--- What the task asks ---
The response should be an exact copy of every record.

(Region pointing data)
=== Section Start ===

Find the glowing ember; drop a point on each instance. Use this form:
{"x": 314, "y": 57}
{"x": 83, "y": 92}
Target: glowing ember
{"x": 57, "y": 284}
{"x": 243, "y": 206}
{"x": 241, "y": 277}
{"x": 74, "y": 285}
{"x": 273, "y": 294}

=== Section End ===

--- Solution to this exercise ---
Find the glowing ember; drop a point on each instance. Use this form:
{"x": 314, "y": 57}
{"x": 83, "y": 92}
Target: glowing ember
{"x": 57, "y": 284}
{"x": 243, "y": 206}
{"x": 241, "y": 277}
{"x": 74, "y": 285}
{"x": 273, "y": 294}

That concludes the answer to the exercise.